GIVEN TASK -
Please give back only the material between the lines holding "The client would like the wispy" and "[96,282,132,290]", inclusive, substituting "coffee plantation" for "tea plantation" and leaving everything else unchanged.
** BEGIN DATA ROWS **
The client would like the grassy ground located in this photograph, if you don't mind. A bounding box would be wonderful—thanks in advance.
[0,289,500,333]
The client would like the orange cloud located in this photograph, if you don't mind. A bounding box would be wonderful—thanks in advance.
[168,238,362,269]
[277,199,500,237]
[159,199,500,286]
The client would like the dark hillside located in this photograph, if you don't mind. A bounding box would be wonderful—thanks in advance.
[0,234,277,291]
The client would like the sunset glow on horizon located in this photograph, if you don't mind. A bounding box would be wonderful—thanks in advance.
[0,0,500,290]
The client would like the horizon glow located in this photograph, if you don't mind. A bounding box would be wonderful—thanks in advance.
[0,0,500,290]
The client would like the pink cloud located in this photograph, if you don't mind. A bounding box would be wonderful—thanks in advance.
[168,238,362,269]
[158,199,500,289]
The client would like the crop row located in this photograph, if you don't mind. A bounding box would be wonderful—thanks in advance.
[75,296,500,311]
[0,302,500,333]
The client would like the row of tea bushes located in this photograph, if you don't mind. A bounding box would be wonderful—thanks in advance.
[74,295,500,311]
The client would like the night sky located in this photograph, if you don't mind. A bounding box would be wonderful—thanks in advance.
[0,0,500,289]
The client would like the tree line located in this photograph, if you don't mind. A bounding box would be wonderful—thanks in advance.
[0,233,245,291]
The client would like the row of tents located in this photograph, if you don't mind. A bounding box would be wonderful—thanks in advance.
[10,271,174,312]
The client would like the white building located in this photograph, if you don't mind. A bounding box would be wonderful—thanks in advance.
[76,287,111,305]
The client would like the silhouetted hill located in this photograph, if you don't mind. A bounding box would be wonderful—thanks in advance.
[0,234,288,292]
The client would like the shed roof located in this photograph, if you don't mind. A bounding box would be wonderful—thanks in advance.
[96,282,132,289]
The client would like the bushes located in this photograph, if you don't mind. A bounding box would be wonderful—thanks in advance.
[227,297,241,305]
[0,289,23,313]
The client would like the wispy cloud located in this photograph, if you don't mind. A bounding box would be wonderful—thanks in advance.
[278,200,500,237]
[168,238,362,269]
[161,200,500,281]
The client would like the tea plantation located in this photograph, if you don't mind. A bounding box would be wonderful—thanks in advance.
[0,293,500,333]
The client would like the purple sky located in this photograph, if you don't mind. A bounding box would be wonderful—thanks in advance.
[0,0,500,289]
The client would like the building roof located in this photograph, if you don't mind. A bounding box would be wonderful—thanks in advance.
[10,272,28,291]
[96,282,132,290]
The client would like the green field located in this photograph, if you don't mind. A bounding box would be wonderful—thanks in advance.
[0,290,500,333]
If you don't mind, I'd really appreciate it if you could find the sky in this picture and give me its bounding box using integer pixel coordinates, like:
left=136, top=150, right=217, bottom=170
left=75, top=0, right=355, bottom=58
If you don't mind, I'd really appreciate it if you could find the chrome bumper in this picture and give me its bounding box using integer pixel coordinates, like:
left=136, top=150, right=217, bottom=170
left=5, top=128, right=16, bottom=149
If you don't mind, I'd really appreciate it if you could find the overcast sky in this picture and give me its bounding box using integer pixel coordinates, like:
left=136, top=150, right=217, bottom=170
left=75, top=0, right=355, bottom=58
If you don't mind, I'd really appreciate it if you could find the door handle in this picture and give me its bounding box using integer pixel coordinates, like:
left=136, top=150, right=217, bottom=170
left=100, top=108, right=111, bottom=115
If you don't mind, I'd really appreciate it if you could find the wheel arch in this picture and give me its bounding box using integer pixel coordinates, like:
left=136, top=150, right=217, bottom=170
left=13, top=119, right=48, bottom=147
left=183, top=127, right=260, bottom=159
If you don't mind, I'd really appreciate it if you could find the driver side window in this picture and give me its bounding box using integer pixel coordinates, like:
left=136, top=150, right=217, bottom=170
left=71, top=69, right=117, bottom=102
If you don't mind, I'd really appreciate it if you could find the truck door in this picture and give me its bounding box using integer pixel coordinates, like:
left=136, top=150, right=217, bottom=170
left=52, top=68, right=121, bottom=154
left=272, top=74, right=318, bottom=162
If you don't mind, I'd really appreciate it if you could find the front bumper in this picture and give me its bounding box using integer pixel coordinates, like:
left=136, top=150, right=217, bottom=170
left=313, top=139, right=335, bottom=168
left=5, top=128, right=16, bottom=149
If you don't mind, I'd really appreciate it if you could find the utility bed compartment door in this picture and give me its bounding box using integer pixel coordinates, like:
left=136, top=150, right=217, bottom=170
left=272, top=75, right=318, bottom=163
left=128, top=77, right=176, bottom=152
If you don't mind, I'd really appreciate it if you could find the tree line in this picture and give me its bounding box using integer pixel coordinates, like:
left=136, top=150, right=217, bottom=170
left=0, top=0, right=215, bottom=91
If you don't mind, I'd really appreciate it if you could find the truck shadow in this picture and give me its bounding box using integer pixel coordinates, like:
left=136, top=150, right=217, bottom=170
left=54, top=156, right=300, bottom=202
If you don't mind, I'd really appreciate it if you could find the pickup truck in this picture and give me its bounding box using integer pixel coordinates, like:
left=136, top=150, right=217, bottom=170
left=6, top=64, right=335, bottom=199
** END DATA ROWS **
OUTPUT FOR THIS TASK -
The client would like the wispy cloud located in this photograph, if you don't mind. A bounding box would be wonderful—thanks in advance.
[278,200,500,237]
[168,238,362,269]
[161,200,500,281]
The client would like the coffee plantation located in this photograph, if you don't mind. A bounding box would be wonderful—thanks in advance.
[0,293,500,333]
The client would like the purple sky located in this photograph, if you don't mind. A bounding box would be wonderful—thanks in advance.
[0,0,500,289]
The client would like the building roof located in this photograph, if you don't mind. A bounding box would be wonderful—thanks in advance.
[10,272,28,291]
[96,282,132,290]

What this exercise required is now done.